**Document:**
□ □ □
B.22.3. Bien que l'on ne puisse considérer tout acte inspiré, motivé ou influencé d'une manière ou d'une autre par une religion comme étant une manifestation en public d'une conviction religieuse (CEDH, 15 janvier 2013, Eweida e.a. c. Royaume-Uni, § 82), il y a lieu, selon la Cour européenne des droits de l'homme, de partir du principe qu'une interdiction de porter des signes religieux dans un établissement d'enseignement constitue une ingérence dans l'exercice du droit de manifester ses convictions religieuses (CEDH, grande chambre, 10 novembre 2005, Leyla Sahin c. Turquie, § 78; 4 décembre 2008, Dogru c.

France, § 47; décision, 30 juin 2009, Ghazal c. France).

B.22.4. Pour être conforme à la liberté de religion, une telle ingérence doit répondre aux conditions fixées à l'article 9, paragraphe 2, de la Convention européenne des droits de l'homme, selon lesquelles l'ingérence doit être prévue par la loi, poursuivre un ou plusieurs des objectifs mentionnés dans cet article et être nécessaire dans une société démocratique, ce qui suppose qu'elle réponde à un besoin social impérieux et qu'elle soit proportionnée aux objectifs poursuivis.
□ □ □
**Matériel recueilli:**
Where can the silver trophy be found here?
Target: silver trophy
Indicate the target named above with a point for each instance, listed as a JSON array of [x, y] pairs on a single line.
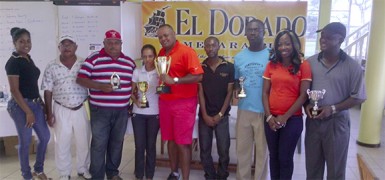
□ □ □
**Consigne:** Réécrivez le passage du document situé entre « B.22.3. Bien que » et « Ghazal c. France). », bornes incluses, en substituant « établissement scolaire » à « établissement d'enseignement ». Le matériel ci-dessus n'a aucun rapport avec le document.

**Corrigé de l'exercice:**
B.22.3. Bien que l'on ne puisse considérer tout acte inspiré, motivé ou influencé d'une manière ou d'une autre par une religion comme étant une manifestation en public d'une conviction religieuse (CEDH, 15 janvier 2013, Eweida e.a. c. Royaume-Uni, § 82), il y a lieu, selon la Cour européenne des droits de l'homme, de partir du principe qu'une interdiction de porter des signes religieux dans un établissement scolaire constitue une ingérence dans l'exercice du droit de manifester ses convictions religieuses (CEDH, grande chambre, 10 novembre 2005, Leyla Sahin c. Turquie, § 78; 4 décembre 2008, Dogru c.

France, § 47; décision, 30 juin 2009, Ghazal c. France).